*Quoted passage*:
====
I just got a laserpoint.. i'll let you guy's know how it work's. I had stop doing vinyl for quite some time now, but got a big job next week (6 cars from a car club) that need vehicle graphics. Will see how it behave's...lol


----------



## mrdavid (Sep 14, 2007)

With my LP from US Cutter I can only cut one pic at A time and not group of pics. So yes it will contour but it will take lot of time if you have more then one pic on the same sheet.


----------



## frankiko (Jun 13, 2008)

mrdavid said:


> With my LP from US Cutter I can only cut one pic at A time and not group of pics. So yes it will contour but it will take lot of time if you have more then one pic on the same sheet.


more than one pic on the same sheet, yes you can contour cut in one pass. i've been doing it most especially for certificate seals (that gold star burst they sticked on graduation/award certificates). i can put 20-up to a page and cut them in one pass. it will cut 20 individual star burst with pre-printed writing in the middle of each burst.

but different pics in one sheet, i have not tried.


----------



## tdprout (Mar 29, 2008)

Did anyone truly answer the initial question..? Well from experience...my first cutter was a LP....with Signblazer. Their forum was excellent with a tut about contour cutting. To be perfectly honest..I tried and tried but could never get it right. The contour line was always either too inside the graphic or too much to the outside. I made exactly one vinyl shirt...which it cut like a charm. Me? I didn't have the patience to go thru all the tuts to get contour cutting, although a few have done it. Mines sat for a month and gathered dust...whilst I was watch ebay and calling around to see if I could get a GX-24 on payment plan. (buying house so didn't want to touch credit). I sold my LP..and convinced my better half to get GX-24 practically new off of ebay. From the FIRST DAY....I was able to contour cut with no problem what so freaking ever, due of course to the optical eye. And the cutstudio software was very easy to learn. Last week I even got it to contour cut JPSS. My suggestion would be to get what you can if you need the LP immediately..if not save for the GX-24. Who knows you may get an LP and it'll work like a charm for you.


----------
====
*Extracted entries*:
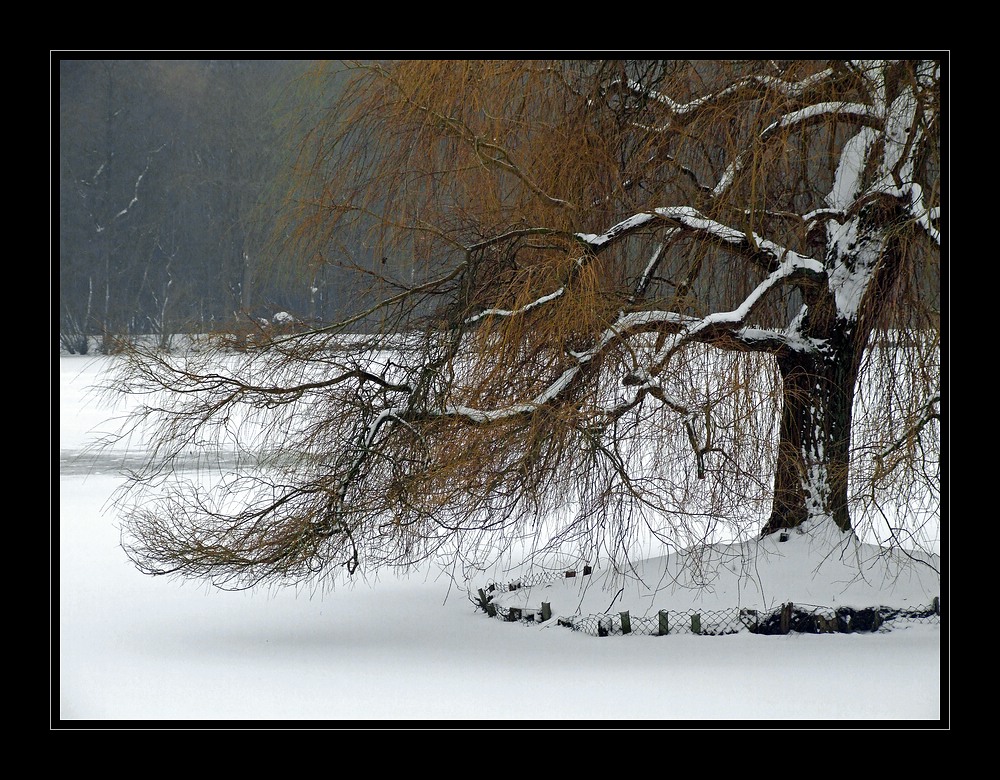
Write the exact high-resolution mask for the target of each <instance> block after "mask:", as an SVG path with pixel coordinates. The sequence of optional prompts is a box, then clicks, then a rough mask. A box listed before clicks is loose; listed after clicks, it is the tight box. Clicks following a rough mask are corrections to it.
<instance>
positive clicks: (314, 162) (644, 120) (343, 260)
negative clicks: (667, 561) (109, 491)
mask: <svg viewBox="0 0 1000 780" xmlns="http://www.w3.org/2000/svg"><path fill="white" fill-rule="evenodd" d="M315 77H316V78H317V82H316V89H317V94H320V93H322V94H328V92H329V85H328V82H324V81H323V79H324V78H333V79H335V80H336V83H337V85H338V94H339V98H338V100H337V101H336V102H335V104H334V105H333V106H332V108H330V110H329V111H328V112H327V113H321V112H314V113H313V114H312V115H311V116H312V117H313V120H312V122H311V126H310V127H309V132H308V133H306V134H305V136H304V138H303V139H302V140H301V147H300V155H299V158H298V159H299V164H298V165H297V167H296V168H295V169H294V171H292V172H291V173H292V176H291V177H290V178H289V181H288V182H287V186H286V187H285V188H284V189H283V190H282V192H283V194H284V201H283V203H284V206H285V208H286V212H285V213H286V217H287V221H286V223H285V224H284V226H283V230H282V231H281V235H282V237H283V242H282V243H281V244H280V245H279V244H275V246H274V248H273V252H272V255H273V257H274V259H275V264H276V267H279V268H281V269H282V270H284V271H294V272H296V273H298V272H302V273H304V274H306V275H307V278H310V277H311V278H315V277H316V275H317V273H318V272H319V271H321V270H322V271H323V272H325V273H329V272H336V273H338V274H345V273H353V274H356V275H357V277H358V279H359V280H362V281H363V284H361V283H354V286H353V287H352V289H354V290H357V294H356V296H354V297H353V299H352V301H351V303H353V304H354V305H355V309H354V310H353V311H352V312H351V313H350V314H349V315H347V316H345V317H343V318H342V319H340V321H338V322H335V323H329V322H327V323H313V324H312V325H309V326H305V325H302V324H301V323H300V326H299V327H297V328H294V329H292V330H289V329H284V330H277V329H275V328H266V327H262V328H260V329H259V331H258V332H256V333H253V334H251V337H250V338H247V335H246V334H245V333H244V334H241V336H240V339H239V340H238V341H234V340H233V339H232V338H231V337H230V336H228V335H226V334H218V335H217V336H216V337H215V338H214V340H213V341H212V342H211V343H210V344H208V345H206V346H205V348H204V349H201V350H199V351H197V352H191V353H189V354H187V355H184V356H179V355H166V354H162V353H159V352H157V351H155V350H144V349H142V348H141V346H140V345H137V346H135V347H133V348H132V349H131V351H130V352H129V353H128V354H127V355H126V356H124V357H123V359H122V363H121V373H120V375H119V377H118V378H117V380H116V389H117V390H120V391H123V392H125V393H128V394H132V395H139V396H140V397H141V396H142V395H143V394H148V398H149V402H148V403H144V404H141V405H140V406H138V407H137V408H136V412H135V415H134V417H133V418H132V427H131V428H129V429H128V431H131V432H135V431H137V430H138V428H139V426H142V430H143V435H144V436H147V437H150V438H149V440H150V441H151V442H152V446H151V447H150V449H149V452H150V453H151V454H150V458H149V460H148V463H147V465H146V468H145V469H144V470H142V471H141V472H139V473H136V474H135V475H133V479H132V480H131V481H130V482H129V484H128V485H127V486H126V488H125V490H124V491H123V493H122V495H121V496H119V498H120V500H121V506H122V509H123V518H124V532H125V542H124V544H125V547H126V549H127V551H128V552H129V554H130V556H131V557H132V559H133V560H134V562H135V563H136V564H137V565H138V567H139V568H140V569H141V570H142V571H144V572H148V573H152V574H164V573H172V574H179V575H184V576H193V577H204V578H209V579H211V580H212V581H213V582H215V583H216V584H217V585H219V586H220V587H249V586H252V585H255V584H257V583H260V582H265V581H266V582H291V581H301V580H317V579H319V580H325V579H326V577H327V576H328V575H332V574H334V573H336V572H339V571H341V570H342V569H341V567H346V570H347V572H349V573H352V574H353V573H355V572H357V571H359V570H360V571H368V572H370V571H377V570H378V569H380V568H382V567H387V566H390V567H391V566H408V565H412V564H414V563H416V562H418V561H422V560H425V559H426V558H428V557H430V556H443V557H445V558H446V559H447V560H451V561H455V562H461V563H462V564H464V565H468V566H474V567H478V566H485V565H488V564H489V563H490V562H491V561H492V560H494V559H495V556H497V555H500V554H501V553H502V552H504V551H510V550H514V549H518V550H521V551H523V552H524V553H525V554H534V555H539V554H542V553H544V552H546V551H560V552H561V553H562V554H568V553H567V550H569V551H572V553H573V554H578V555H580V556H581V557H583V558H584V559H586V560H591V561H593V560H595V558H597V557H598V556H601V555H603V556H606V557H608V558H611V559H613V560H615V561H616V562H617V563H626V562H627V557H628V555H629V554H630V553H629V551H630V550H632V549H634V544H635V543H636V542H637V540H640V539H653V540H657V539H658V540H659V541H661V542H663V543H666V544H672V545H678V546H683V545H685V544H690V543H691V542H692V541H694V540H698V539H703V540H704V539H710V538H714V536H713V535H714V534H716V533H717V532H723V533H725V534H727V535H733V534H735V535H738V536H746V535H747V534H770V533H774V532H777V531H779V530H787V529H793V528H798V529H800V530H804V529H807V528H815V527H817V526H827V525H829V524H833V525H834V526H835V527H836V528H837V529H839V531H840V532H843V533H844V534H852V533H855V532H856V531H857V529H858V528H859V527H862V526H863V527H864V528H865V529H866V530H867V531H871V530H873V529H882V530H883V531H884V532H885V533H884V534H882V535H883V536H885V537H886V538H889V539H890V541H892V534H894V533H895V531H896V529H898V528H900V527H905V526H907V524H908V523H909V527H910V528H912V526H913V524H914V523H915V524H916V525H918V526H919V525H920V523H922V522H924V521H926V520H927V519H930V520H931V521H934V519H935V518H936V517H939V512H940V509H939V507H940V492H939V491H940V454H939V453H940V442H939V439H940V427H939V423H940V419H939V417H940V401H941V395H940V392H941V390H940V358H939V355H940V349H939V334H940V318H939V299H940V283H939V275H940V267H939V263H940V246H941V213H940V200H941V195H940V181H941V143H940V137H941V93H940V80H941V63H940V62H938V61H910V60H896V61H857V62H855V61H836V62H828V61H800V60H791V61H775V60H767V61H758V60H754V61H622V62H613V61H583V62H573V61H556V62H530V61H395V62H365V63H341V64H339V65H337V66H333V65H326V66H322V67H321V68H319V69H318V70H317V73H316V74H315ZM206 445H208V446H206ZM192 449H197V450H198V451H199V452H201V453H202V457H208V456H210V455H211V453H216V454H218V453H220V452H226V453H228V454H229V456H230V457H232V456H233V454H235V460H227V461H226V463H228V464H229V466H228V467H226V468H223V469H219V470H217V471H216V472H213V473H209V472H204V471H198V470H195V471H192V470H190V469H181V468H178V467H177V466H178V459H179V458H180V457H182V456H183V455H184V453H186V452H188V451H190V450H192ZM896 541H898V539H896Z"/></svg>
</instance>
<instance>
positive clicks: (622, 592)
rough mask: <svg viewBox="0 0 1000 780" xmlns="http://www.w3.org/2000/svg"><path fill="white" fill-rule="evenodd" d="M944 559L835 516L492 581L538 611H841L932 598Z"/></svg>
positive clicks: (525, 607) (928, 604)
mask: <svg viewBox="0 0 1000 780" xmlns="http://www.w3.org/2000/svg"><path fill="white" fill-rule="evenodd" d="M940 564H941V562H940V556H938V555H932V554H929V553H921V552H919V551H909V550H900V549H891V550H890V549H886V548H881V547H877V546H875V545H871V544H865V543H862V542H860V541H859V540H858V539H857V537H855V536H854V535H853V534H844V533H842V532H841V531H840V530H839V529H838V528H837V527H836V526H835V525H834V524H833V523H832V522H822V523H816V524H813V525H812V526H803V527H801V528H799V529H795V530H792V531H788V532H782V533H775V534H771V535H770V536H766V537H764V538H762V539H756V540H753V541H750V542H742V543H734V544H723V545H705V546H702V547H698V548H694V549H691V550H686V551H683V552H678V553H674V554H671V555H666V556H661V557H656V558H648V559H646V560H642V561H638V562H634V563H633V564H632V565H631V567H630V568H629V569H628V570H627V571H622V570H619V569H613V568H602V566H601V564H600V562H599V561H598V562H595V563H594V564H591V565H589V566H588V567H587V569H580V570H574V571H573V573H572V574H569V575H568V576H567V572H560V571H551V570H550V571H548V572H544V571H542V570H539V569H537V568H536V569H526V570H523V571H521V572H519V573H517V574H516V575H513V576H510V578H509V579H507V580H497V581H496V582H494V583H489V584H490V585H493V586H494V589H493V590H492V591H490V595H491V596H492V597H493V603H494V604H495V605H496V606H498V607H503V608H509V607H519V608H522V609H537V608H538V607H539V605H540V604H541V603H542V602H546V603H548V604H550V605H551V610H552V615H553V616H554V617H555V616H560V617H573V616H579V615H598V614H608V613H615V612H622V611H628V612H629V613H630V614H631V615H633V616H652V615H655V614H656V613H657V611H659V610H671V611H687V610H731V609H754V610H759V611H765V612H768V611H772V610H774V609H777V608H779V607H780V606H781V605H782V604H784V603H787V602H792V603H794V604H796V605H803V606H813V607H830V608H833V609H836V608H840V607H852V608H857V609H862V608H867V607H880V606H886V607H895V608H906V609H912V608H917V607H925V606H929V605H931V604H932V602H933V600H934V598H935V597H939V596H940V595H941V575H940V571H941V565H940ZM585 571H587V572H589V573H586V574H585V573H584V572H585ZM511 585H513V586H514V589H513V590H511V589H510V588H511ZM481 586H482V584H480V585H476V586H474V587H473V588H472V591H473V592H475V591H476V589H477V588H478V587H481Z"/></svg>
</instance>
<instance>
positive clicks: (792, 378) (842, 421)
mask: <svg viewBox="0 0 1000 780" xmlns="http://www.w3.org/2000/svg"><path fill="white" fill-rule="evenodd" d="M877 208H879V206H878V205H872V206H869V207H865V208H862V209H861V212H860V214H859V215H858V216H857V217H855V218H853V219H850V220H847V221H846V222H845V223H844V224H843V225H840V224H838V225H837V226H836V227H835V228H833V229H831V230H830V231H829V236H828V244H827V254H826V265H827V267H828V268H829V269H830V274H829V280H830V281H829V285H828V286H827V287H826V288H825V289H821V290H813V291H812V292H811V293H807V296H806V298H807V303H806V306H805V307H804V308H803V311H802V316H801V317H800V318H799V321H798V323H797V326H796V329H797V330H798V332H799V334H800V335H801V336H803V337H805V338H806V339H807V340H808V341H809V342H810V343H812V344H813V345H815V346H814V348H812V349H805V350H801V351H795V350H790V351H788V352H786V353H782V354H779V355H778V356H777V361H778V368H779V371H780V373H781V382H782V407H783V408H782V415H781V427H780V433H779V445H778V460H777V467H776V472H775V479H774V501H773V506H772V511H771V517H770V519H769V520H768V522H767V525H766V526H765V527H764V531H763V533H764V534H768V533H773V532H774V531H777V530H779V529H782V528H793V527H795V526H797V525H800V524H801V523H803V522H805V521H807V520H811V519H813V518H818V517H829V518H832V520H833V521H834V522H835V523H836V524H837V526H838V527H839V528H840V529H841V530H843V531H849V530H851V517H850V511H849V507H848V478H849V466H850V454H851V435H852V413H853V407H854V397H855V392H856V390H857V382H858V377H859V373H860V366H861V359H862V356H863V354H864V350H865V348H866V347H867V345H868V342H869V338H870V336H871V333H872V329H873V327H874V321H875V318H876V317H877V312H878V309H879V308H880V307H883V306H885V305H889V301H888V300H886V295H887V293H888V291H890V290H891V289H892V288H893V286H894V285H895V284H896V281H897V277H898V275H899V269H900V261H899V252H898V247H896V246H895V242H894V241H893V240H892V238H891V236H892V229H891V228H886V227H885V225H892V224H893V223H894V219H893V215H887V214H885V213H883V214H882V215H881V218H880V219H873V218H872V217H873V212H874V210H875V209H877Z"/></svg>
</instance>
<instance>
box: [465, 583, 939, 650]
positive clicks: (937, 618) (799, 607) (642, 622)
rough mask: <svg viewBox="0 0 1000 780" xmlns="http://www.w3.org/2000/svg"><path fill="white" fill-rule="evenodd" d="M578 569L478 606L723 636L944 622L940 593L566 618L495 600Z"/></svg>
mask: <svg viewBox="0 0 1000 780" xmlns="http://www.w3.org/2000/svg"><path fill="white" fill-rule="evenodd" d="M578 574H583V575H586V574H590V567H589V566H588V567H586V568H585V569H583V570H582V572H576V571H566V572H558V573H549V572H543V573H537V574H533V575H530V576H527V577H522V578H519V579H516V580H513V581H511V582H509V583H507V584H505V585H498V584H497V583H490V584H489V585H488V586H487V587H486V588H481V589H479V591H478V593H479V598H478V606H479V607H480V609H482V610H483V611H484V612H485V613H486V614H487V615H488V616H489V617H492V618H496V619H498V620H505V621H508V622H511V623H516V622H520V623H541V622H547V621H549V620H551V619H553V618H555V619H556V620H557V622H558V624H559V625H561V626H565V627H566V628H569V629H572V630H573V631H581V632H583V633H585V634H590V635H591V636H599V637H602V636H623V635H630V636H666V635H669V634H695V635H701V636H723V635H726V634H738V633H741V632H749V633H753V634H788V633H790V632H795V633H808V634H823V633H854V632H858V631H868V632H871V631H880V632H885V631H890V630H892V629H893V628H896V627H900V626H902V625H905V624H907V623H926V624H939V623H940V622H941V601H940V598H935V599H934V600H933V602H932V603H931V604H928V605H925V606H917V607H909V608H898V607H887V606H877V607H865V608H857V607H829V606H822V605H815V604H793V603H791V602H788V603H785V604H782V605H781V606H780V607H779V608H777V609H775V610H771V611H762V610H755V609H740V608H732V609H725V610H715V611H709V610H680V611H678V610H667V609H662V610H658V611H657V612H656V613H654V614H652V615H630V614H629V613H628V612H616V613H607V614H598V615H574V616H572V617H561V616H556V615H553V614H552V613H551V610H550V609H549V605H548V604H547V603H541V604H539V605H538V606H537V607H523V606H522V607H515V606H510V607H504V606H499V605H496V604H494V603H493V598H494V595H491V594H497V593H500V592H512V591H516V590H520V589H521V588H529V587H533V586H535V585H539V584H542V583H547V582H551V581H554V580H556V579H562V578H567V577H576V576H578Z"/></svg>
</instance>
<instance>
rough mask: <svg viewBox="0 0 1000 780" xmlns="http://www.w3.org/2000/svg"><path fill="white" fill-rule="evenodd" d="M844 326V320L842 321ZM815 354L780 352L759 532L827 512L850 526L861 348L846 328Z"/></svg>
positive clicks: (773, 531)
mask: <svg viewBox="0 0 1000 780" xmlns="http://www.w3.org/2000/svg"><path fill="white" fill-rule="evenodd" d="M844 324H845V325H846V323H844ZM832 336H833V338H831V347H830V349H829V351H827V352H824V354H822V355H819V356H816V355H811V354H803V353H792V354H789V355H785V356H782V357H779V359H778V368H779V370H780V372H781V383H782V413H781V426H780V433H779V442H778V459H777V465H776V469H775V477H774V499H773V504H772V509H771V517H770V519H769V520H768V522H767V525H766V526H765V527H764V530H763V533H764V534H769V533H773V532H775V531H777V530H779V529H782V528H794V527H795V526H797V525H800V524H801V523H804V522H806V521H808V520H811V519H813V518H816V517H821V516H822V517H830V518H832V519H833V521H834V522H835V523H836V524H837V526H838V527H840V529H841V530H844V531H848V530H850V528H851V517H850V512H849V511H848V501H847V487H848V468H849V460H850V444H851V412H852V408H853V405H854V391H855V383H856V380H857V376H858V366H859V362H860V349H859V348H858V345H857V343H856V341H855V339H854V338H853V335H852V333H851V332H850V330H849V329H847V328H843V329H842V330H840V331H839V332H835V333H834V334H832Z"/></svg>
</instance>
====
*What you should do*: Can you rewrite the forum thread on contour cutting between "more than one" and "have not tried.", inclusive, with "run" in place of "pass"?

*Task result*:
more than one pic on the same sheet, yes you can contour cut in one run. i've been doing it most especially for certificate seals (that gold star burst they sticked on graduation/award certificates). i can put 20-up to a page and cut them in one run. it will cut 20 individual star burst with pre-printed writing in the middle of each burst.

but different pics in one sheet, i have not tried.